Task objective: Format the material below as a two-column CSV with the header columns instruction and coordinates, giving one row per request: its wording in the first field and its answer in the second. Put each field in double quotes, replace every line break inside a field with a space, and leave out the pictures.

* start Recorded information *

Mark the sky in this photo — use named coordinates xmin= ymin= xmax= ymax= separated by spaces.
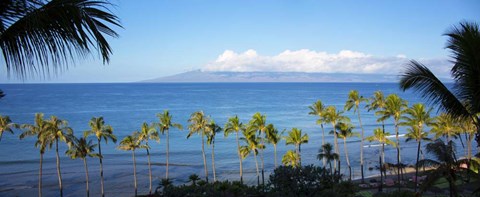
xmin=0 ymin=0 xmax=480 ymax=83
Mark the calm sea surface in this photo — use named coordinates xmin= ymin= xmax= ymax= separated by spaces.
xmin=0 ymin=83 xmax=476 ymax=196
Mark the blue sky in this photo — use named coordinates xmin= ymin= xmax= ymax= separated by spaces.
xmin=0 ymin=0 xmax=480 ymax=83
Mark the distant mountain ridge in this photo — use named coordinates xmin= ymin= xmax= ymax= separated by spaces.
xmin=141 ymin=70 xmax=399 ymax=83
xmin=141 ymin=70 xmax=404 ymax=83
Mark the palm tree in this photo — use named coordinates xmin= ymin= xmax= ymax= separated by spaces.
xmin=285 ymin=128 xmax=308 ymax=165
xmin=20 ymin=113 xmax=53 ymax=197
xmin=308 ymin=100 xmax=327 ymax=167
xmin=240 ymin=126 xmax=265 ymax=185
xmin=157 ymin=110 xmax=183 ymax=179
xmin=0 ymin=0 xmax=121 ymax=78
xmin=418 ymin=139 xmax=459 ymax=196
xmin=365 ymin=128 xmax=396 ymax=191
xmin=430 ymin=113 xmax=461 ymax=142
xmin=282 ymin=150 xmax=300 ymax=167
xmin=322 ymin=106 xmax=350 ymax=172
xmin=375 ymin=94 xmax=408 ymax=182
xmin=118 ymin=135 xmax=143 ymax=196
xmin=317 ymin=143 xmax=340 ymax=174
xmin=188 ymin=174 xmax=200 ymax=186
xmin=83 ymin=117 xmax=117 ymax=197
xmin=45 ymin=116 xmax=73 ymax=196
xmin=134 ymin=122 xmax=160 ymax=194
xmin=187 ymin=111 xmax=208 ymax=182
xmin=206 ymin=120 xmax=222 ymax=182
xmin=365 ymin=91 xmax=385 ymax=179
xmin=65 ymin=136 xmax=100 ymax=197
xmin=332 ymin=122 xmax=358 ymax=180
xmin=400 ymin=22 xmax=480 ymax=159
xmin=345 ymin=90 xmax=367 ymax=183
xmin=401 ymin=103 xmax=433 ymax=192
xmin=250 ymin=112 xmax=267 ymax=185
xmin=265 ymin=124 xmax=285 ymax=168
xmin=224 ymin=115 xmax=245 ymax=183
xmin=0 ymin=115 xmax=19 ymax=141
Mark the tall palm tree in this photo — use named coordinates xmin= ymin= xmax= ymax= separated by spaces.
xmin=375 ymin=94 xmax=408 ymax=182
xmin=365 ymin=91 xmax=386 ymax=178
xmin=240 ymin=126 xmax=265 ymax=185
xmin=187 ymin=111 xmax=208 ymax=182
xmin=325 ymin=106 xmax=350 ymax=172
xmin=282 ymin=150 xmax=300 ymax=167
xmin=20 ymin=113 xmax=53 ymax=197
xmin=265 ymin=124 xmax=285 ymax=168
xmin=317 ymin=143 xmax=340 ymax=174
xmin=365 ymin=128 xmax=396 ymax=191
xmin=0 ymin=115 xmax=19 ymax=141
xmin=0 ymin=0 xmax=121 ymax=78
xmin=83 ymin=116 xmax=117 ymax=197
xmin=157 ymin=110 xmax=183 ymax=179
xmin=401 ymin=103 xmax=433 ymax=192
xmin=45 ymin=116 xmax=73 ymax=196
xmin=430 ymin=113 xmax=461 ymax=142
xmin=65 ymin=136 xmax=100 ymax=197
xmin=332 ymin=122 xmax=358 ymax=180
xmin=345 ymin=90 xmax=368 ymax=183
xmin=206 ymin=120 xmax=222 ymax=182
xmin=118 ymin=135 xmax=143 ymax=196
xmin=224 ymin=115 xmax=245 ymax=183
xmin=249 ymin=112 xmax=267 ymax=185
xmin=419 ymin=139 xmax=459 ymax=196
xmin=308 ymin=100 xmax=327 ymax=167
xmin=285 ymin=128 xmax=308 ymax=165
xmin=400 ymin=22 xmax=480 ymax=157
xmin=134 ymin=122 xmax=160 ymax=194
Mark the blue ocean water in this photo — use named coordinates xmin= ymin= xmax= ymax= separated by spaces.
xmin=0 ymin=83 xmax=474 ymax=196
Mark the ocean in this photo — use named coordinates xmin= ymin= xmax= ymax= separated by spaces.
xmin=0 ymin=83 xmax=476 ymax=196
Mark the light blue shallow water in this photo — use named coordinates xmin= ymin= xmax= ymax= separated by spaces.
xmin=0 ymin=83 xmax=474 ymax=196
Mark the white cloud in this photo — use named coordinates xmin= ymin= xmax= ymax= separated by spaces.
xmin=202 ymin=49 xmax=451 ymax=77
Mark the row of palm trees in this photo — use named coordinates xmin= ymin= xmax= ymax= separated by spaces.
xmin=309 ymin=90 xmax=476 ymax=192
xmin=0 ymin=111 xmax=316 ymax=196
xmin=0 ymin=90 xmax=475 ymax=196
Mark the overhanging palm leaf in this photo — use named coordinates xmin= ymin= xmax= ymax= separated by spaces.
xmin=0 ymin=0 xmax=121 ymax=78
xmin=400 ymin=60 xmax=469 ymax=117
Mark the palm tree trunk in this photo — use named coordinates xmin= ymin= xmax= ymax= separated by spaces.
xmin=165 ymin=129 xmax=170 ymax=179
xmin=295 ymin=144 xmax=302 ymax=166
xmin=253 ymin=150 xmax=260 ymax=185
xmin=132 ymin=150 xmax=137 ymax=196
xmin=382 ymin=120 xmax=385 ymax=164
xmin=98 ymin=138 xmax=105 ymax=197
xmin=332 ymin=123 xmax=340 ymax=172
xmin=395 ymin=120 xmax=402 ymax=189
xmin=415 ymin=140 xmax=422 ymax=193
xmin=273 ymin=144 xmax=277 ymax=168
xmin=55 ymin=139 xmax=63 ymax=197
xmin=83 ymin=158 xmax=90 ymax=197
xmin=260 ymin=130 xmax=265 ymax=185
xmin=343 ymin=138 xmax=352 ymax=180
xmin=212 ymin=142 xmax=217 ymax=183
xmin=202 ymin=133 xmax=208 ymax=183
xmin=146 ymin=147 xmax=152 ymax=195
xmin=378 ymin=143 xmax=386 ymax=192
xmin=38 ymin=153 xmax=43 ymax=197
xmin=320 ymin=124 xmax=327 ymax=167
xmin=235 ymin=131 xmax=243 ymax=183
xmin=358 ymin=110 xmax=365 ymax=183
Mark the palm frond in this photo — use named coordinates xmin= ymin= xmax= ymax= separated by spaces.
xmin=0 ymin=0 xmax=121 ymax=78
xmin=400 ymin=60 xmax=470 ymax=117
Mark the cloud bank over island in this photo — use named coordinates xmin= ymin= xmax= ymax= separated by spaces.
xmin=202 ymin=49 xmax=452 ymax=77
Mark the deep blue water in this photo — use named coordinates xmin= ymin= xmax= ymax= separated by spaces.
xmin=0 ymin=83 xmax=474 ymax=196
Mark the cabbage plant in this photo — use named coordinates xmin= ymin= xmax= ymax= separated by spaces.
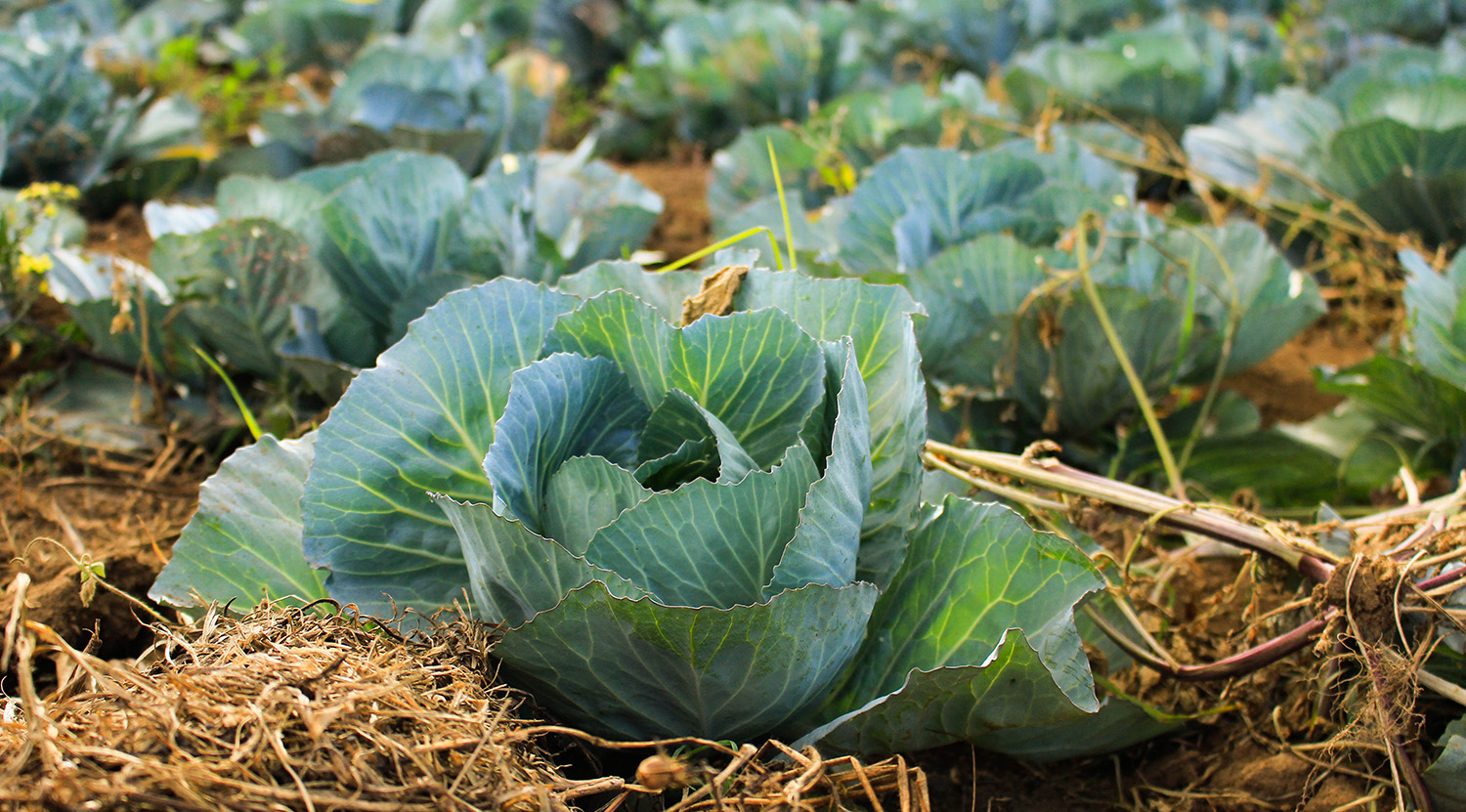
xmin=136 ymin=151 xmax=662 ymax=375
xmin=151 ymin=263 xmax=1126 ymax=755
xmin=0 ymin=22 xmax=141 ymax=190
xmin=601 ymin=0 xmax=885 ymax=154
xmin=225 ymin=40 xmax=550 ymax=176
xmin=1184 ymin=43 xmax=1466 ymax=246
xmin=1003 ymin=14 xmax=1286 ymax=132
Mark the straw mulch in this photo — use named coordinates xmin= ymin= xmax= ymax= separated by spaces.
xmin=0 ymin=575 xmax=929 ymax=812
xmin=0 ymin=579 xmax=583 ymax=812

* end Recorded information *

Task output:
instruction,coordinates
"Mark the sky in this photo — use named coordinates xmin= ymin= xmax= ymax= separated by spaces.","xmin=0 ymin=0 xmax=480 ymax=83"
"Mark the calm sea surface in this photo — use named coordinates xmin= ymin= xmax= ymax= separated by spaces.","xmin=0 ymin=83 xmax=476 ymax=196"
"Mark the blue sky in this photo — use named coordinates xmin= ymin= xmax= ymax= separated by spaces.","xmin=0 ymin=0 xmax=480 ymax=83"
"Mark the distant mountain ridge in this photo — use named coordinates xmin= ymin= xmax= ymax= separated by spaces.","xmin=141 ymin=70 xmax=399 ymax=83 xmin=141 ymin=70 xmax=404 ymax=83"
"Mark the palm tree in this photo — use named coordinates xmin= ymin= xmax= ymax= separated by spaces.","xmin=285 ymin=128 xmax=308 ymax=165 xmin=20 ymin=113 xmax=53 ymax=197 xmin=308 ymin=100 xmax=327 ymax=167 xmin=240 ymin=126 xmax=265 ymax=185 xmin=157 ymin=110 xmax=183 ymax=179 xmin=0 ymin=0 xmax=121 ymax=78 xmin=418 ymin=139 xmax=459 ymax=196 xmin=365 ymin=128 xmax=396 ymax=191 xmin=430 ymin=113 xmax=461 ymax=142 xmin=282 ymin=150 xmax=300 ymax=167 xmin=322 ymin=106 xmax=350 ymax=172 xmin=375 ymin=94 xmax=408 ymax=182 xmin=118 ymin=135 xmax=143 ymax=196 xmin=317 ymin=143 xmax=340 ymax=174 xmin=188 ymin=174 xmax=200 ymax=186 xmin=83 ymin=117 xmax=117 ymax=197 xmin=45 ymin=116 xmax=73 ymax=196 xmin=134 ymin=122 xmax=160 ymax=194 xmin=187 ymin=111 xmax=208 ymax=182 xmin=206 ymin=120 xmax=222 ymax=182 xmin=365 ymin=91 xmax=385 ymax=179 xmin=65 ymin=136 xmax=100 ymax=197 xmin=332 ymin=122 xmax=358 ymax=180 xmin=400 ymin=22 xmax=480 ymax=159 xmin=345 ymin=90 xmax=367 ymax=183 xmin=401 ymin=103 xmax=433 ymax=192 xmin=250 ymin=112 xmax=267 ymax=185 xmin=265 ymin=124 xmax=285 ymax=168 xmin=224 ymin=115 xmax=245 ymax=183 xmin=0 ymin=115 xmax=19 ymax=141"
"Mark the tall palm tree in this photo — use named coordinates xmin= ymin= xmax= ymax= separated by spaces.","xmin=375 ymin=94 xmax=408 ymax=182 xmin=365 ymin=91 xmax=386 ymax=178 xmin=240 ymin=126 xmax=265 ymax=185 xmin=187 ymin=111 xmax=208 ymax=182 xmin=325 ymin=106 xmax=350 ymax=172 xmin=282 ymin=150 xmax=300 ymax=167 xmin=20 ymin=113 xmax=53 ymax=197 xmin=265 ymin=124 xmax=285 ymax=168 xmin=317 ymin=143 xmax=340 ymax=174 xmin=365 ymin=128 xmax=396 ymax=191 xmin=0 ymin=115 xmax=19 ymax=141 xmin=0 ymin=0 xmax=121 ymax=78 xmin=83 ymin=116 xmax=117 ymax=197 xmin=157 ymin=110 xmax=183 ymax=179 xmin=401 ymin=103 xmax=433 ymax=192 xmin=45 ymin=116 xmax=73 ymax=196 xmin=430 ymin=113 xmax=461 ymax=142 xmin=65 ymin=136 xmax=100 ymax=197 xmin=332 ymin=122 xmax=358 ymax=180 xmin=345 ymin=90 xmax=368 ymax=183 xmin=206 ymin=120 xmax=222 ymax=182 xmin=118 ymin=135 xmax=143 ymax=196 xmin=224 ymin=115 xmax=245 ymax=183 xmin=249 ymin=112 xmax=267 ymax=185 xmin=419 ymin=139 xmax=459 ymax=196 xmin=308 ymin=100 xmax=327 ymax=167 xmin=285 ymin=128 xmax=308 ymax=165 xmin=400 ymin=22 xmax=480 ymax=157 xmin=134 ymin=122 xmax=160 ymax=194"
"Mark the blue ocean water in this photo — use named coordinates xmin= ymin= xmax= ymax= separated by spaces.","xmin=0 ymin=83 xmax=474 ymax=196"
"Mark the ocean in this photo — use named coordinates xmin= ymin= xmax= ymax= separated by spaces.","xmin=0 ymin=83 xmax=476 ymax=196"
"Mark the light blue shallow water in this photo — use named coordinates xmin= ymin= xmax= ymax= separated by spaces.","xmin=0 ymin=83 xmax=474 ymax=196"
"Mark the white cloud in this photo — use named coordinates xmin= ymin= xmax= ymax= separated by spaces.","xmin=202 ymin=49 xmax=451 ymax=77"
"Mark the row of palm trees in this photo — use named coordinates xmin= ymin= xmax= ymax= separated by spaces.","xmin=309 ymin=90 xmax=476 ymax=192 xmin=0 ymin=111 xmax=316 ymax=196 xmin=0 ymin=90 xmax=475 ymax=196"
"Mark the overhanging palm leaf in this photo — use named coordinates xmin= ymin= xmax= ymax= separated by spaces.","xmin=0 ymin=0 xmax=121 ymax=78 xmin=400 ymin=60 xmax=469 ymax=117"
"Mark the palm tree trunk in this photo — use named coordinates xmin= ymin= xmax= ymax= separated by spaces.","xmin=165 ymin=129 xmax=170 ymax=179 xmin=295 ymin=144 xmax=302 ymax=166 xmin=253 ymin=150 xmax=260 ymax=185 xmin=132 ymin=150 xmax=137 ymax=196 xmin=382 ymin=120 xmax=385 ymax=164 xmin=98 ymin=138 xmax=105 ymax=197 xmin=332 ymin=123 xmax=340 ymax=172 xmin=395 ymin=120 xmax=402 ymax=189 xmin=415 ymin=140 xmax=422 ymax=193 xmin=273 ymin=144 xmax=277 ymax=168 xmin=55 ymin=139 xmax=63 ymax=197 xmin=83 ymin=158 xmax=90 ymax=197 xmin=260 ymin=130 xmax=265 ymax=185 xmin=343 ymin=138 xmax=352 ymax=180 xmin=212 ymin=142 xmax=217 ymax=183 xmin=202 ymin=133 xmax=208 ymax=183 xmin=146 ymin=147 xmax=152 ymax=195 xmin=378 ymin=143 xmax=386 ymax=192 xmin=38 ymin=153 xmax=43 ymax=197 xmin=320 ymin=124 xmax=327 ymax=167 xmin=235 ymin=131 xmax=243 ymax=183 xmin=358 ymin=110 xmax=365 ymax=183"
"Mark the palm frond in this photo — use named coordinates xmin= ymin= xmax= ymax= separated by spaces.","xmin=0 ymin=0 xmax=121 ymax=78 xmin=400 ymin=60 xmax=470 ymax=117"
"Mark the cloud bank over island in this photo — use named coordinates xmin= ymin= xmax= ymax= separated by spaces.","xmin=202 ymin=49 xmax=452 ymax=77"
"Mark the deep blue water in this photo — use named coordinates xmin= ymin= xmax= ymax= separated by spaces.","xmin=0 ymin=83 xmax=474 ymax=196"
"Mark the cabbage plant in this photo — use named coordinates xmin= ymin= xmax= ymax= separated by spaces.","xmin=136 ymin=151 xmax=662 ymax=375 xmin=151 ymin=263 xmax=1126 ymax=755 xmin=0 ymin=22 xmax=141 ymax=190 xmin=601 ymin=0 xmax=885 ymax=154 xmin=225 ymin=40 xmax=550 ymax=176 xmin=1184 ymin=43 xmax=1466 ymax=246 xmin=1003 ymin=14 xmax=1286 ymax=132"
"Mark the straw mulch in this photo — use named coordinates xmin= ymin= xmax= ymax= separated by spaces.","xmin=0 ymin=575 xmax=929 ymax=812 xmin=0 ymin=579 xmax=583 ymax=812"